■ **Exercise task A**
Transcribe the listing from its first line through the line containing "240], [646, 218]]", including both of those lines, and leave out the pictures.

■ **Given text**
# 2010 Cohiba robustos



## thunderdan11 (Nov 15, 2010)

I am looking to grab a box of these and was wondering if anyone has smoked any 2010's, and if so what month and box codes were good. I was hoping for some late 09 but my vendor only has 2010's.....

Cohiba Robustos Box 25
TEU MAY 10
Cohiba Robustos Box 25
PER JUN 10
Cohiba Robustos Box 25
LRE ABR 10
Cohiba Robustos Box 25
URG MAY 10
Cohiba Robustos Box 25
BOS MAY 10

thanks for the feedback.....


----------



## sengjc (Nov 15, 2010)

Wow, very specific.

I have always thought that all Cohibas get made in El Laguito. Perhaps someone can confirm or advise otherwise? :ask:

If so then the oldest would be best, not that there is very much difference in age anyway but I guess more time is better than less time in this instance.


----------



## asmartbull (Aug 16, 2009)

thunderdan11 said:


> I am looking to grab a box of these and was wondering if anyone has smoked any 2010's, and if so what month and box codes were good. I was hoping for some late 09 but my vendor only has 2010's.....
> 
> Cohiba Robustos Box 25
> TEU MAY 10
> ...


You may be in luck that the vendor is out of 09's
MANY have said the 10's are much better and show more potential.
Without looking at my notes, I can say that I have not been disappointed with LRE's in the last cpl yrs.....Since the cigars are so young, you may not get a lot of input on the factory code. If your vendor is good, he should be able to pick a good box.


----------



## sengjc (Nov 15, 2010)

Really, I like the 09s I have had. Maybe I am not sophisticated enough to know better yet.


----------



## TonyBrooklyn (Jan 28, 2010)

thunderdan11 said:


> I am looking to grab a box of these and was wondering if anyone has smoked any 2010's, and if so what month and box codes were good. I was hoping for some late 09 but my vendor only has 2010's.....
> 
> Cohiba Robustos Box 25
> TEU MAY 10
> ...


Box codes are not as important as they were many years ago. Today they are randomly generated and really don't mean a whole lot. Any of those 2010 codes should smoke fine. If 2010 is a good year for tobacco which it most certainly appears to be.


----------



## Cigary (Oct 19, 2007)

TonyBrooklyn said:


> Box codes are not as important as they were many years ago. Today they are randomly generated and really don't mean a whole lot. Any of those 2010 codes should smoke fine. If 2010 is a good year for tobacco which it most certainly appears to be.


Yeah baby...I feel better as I bought a couple of boxes last year and am going to let them marinate another year or so.


----------



## Rodeo (May 25, 2009)

I've got some OMA MAR10 boxes that are, as Mr. Suckling would say, da Bomb!


----------



## HydroRaven (Oct 10, 2010)

I hear El Laguito only makes the Behikes and the Gran Reserva stuff now. But don't quote me on that


----------



## bpegler (Mar 30, 2006)

Rodeo said:


> I've got some OMA MAR10 boxes that are, as Mr. Suckling would say, da Bomb!


I have some of these same cigars. I haven't seen wrappers this beautiful in years. Generally I don't care for young Cohibas, but these are incredible. In a few years I can't even imagine.

Items from a data source
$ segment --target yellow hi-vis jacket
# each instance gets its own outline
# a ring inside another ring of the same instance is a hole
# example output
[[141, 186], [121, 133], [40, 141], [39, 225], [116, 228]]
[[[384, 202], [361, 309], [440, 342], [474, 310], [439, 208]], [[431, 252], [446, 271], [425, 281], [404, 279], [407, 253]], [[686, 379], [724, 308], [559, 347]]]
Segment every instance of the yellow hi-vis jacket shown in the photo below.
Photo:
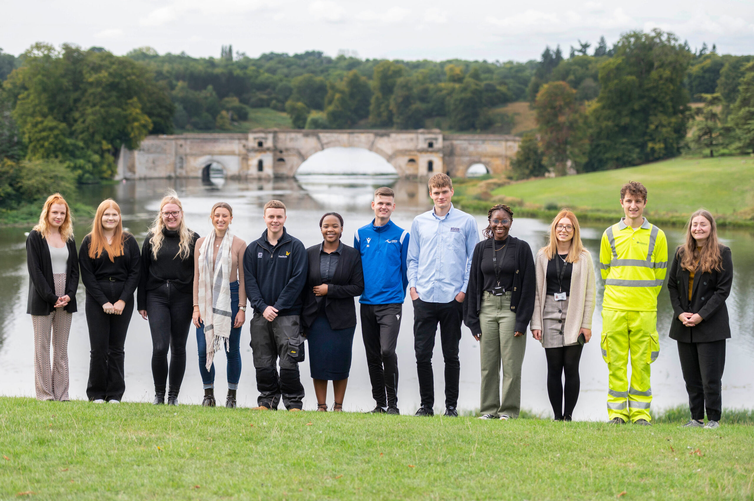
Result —
[[634, 231], [623, 218], [602, 234], [599, 268], [605, 280], [602, 308], [657, 311], [667, 272], [667, 240], [646, 218]]

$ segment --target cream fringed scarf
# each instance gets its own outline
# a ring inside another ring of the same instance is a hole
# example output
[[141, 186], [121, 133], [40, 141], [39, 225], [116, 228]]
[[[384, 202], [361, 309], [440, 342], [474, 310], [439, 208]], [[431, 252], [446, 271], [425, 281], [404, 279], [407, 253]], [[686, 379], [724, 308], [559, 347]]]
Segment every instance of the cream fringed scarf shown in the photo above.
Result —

■ **Exercise task B**
Restate word for word the passage of the 2010 Cohiba robustos thread that starts with "## bpegler (Mar" and runs through "can't even imagine.".

■ **Task solution A**
$ segment --target yellow hi-vis jacket
# each instance gets its own outline
# a ring inside another ring of the same instance is a hole
# example output
[[141, 186], [121, 133], [40, 141], [39, 225], [116, 228]]
[[[384, 202], [361, 309], [440, 342], [474, 310], [439, 208]], [[431, 252], [446, 271], [425, 281], [404, 279], [407, 253]], [[686, 379], [724, 308], [559, 347]]]
Segment every instance of the yellow hi-vis jacket shown in the photo below.
Photo:
Result —
[[634, 231], [623, 218], [602, 234], [599, 268], [605, 280], [602, 308], [657, 311], [667, 272], [667, 240], [646, 218]]

■ **Task solution B**
## bpegler (Mar 30, 2006)

Rodeo said:


> I've got some OMA MAR10 boxes that are, as Mr. Suckling would say, da Bomb!


I have some of these same cigars. I haven't seen wrappers this beautiful in years. Generally I don't care for young Cohibas, but these are incredible. In a few years I can't even imagine.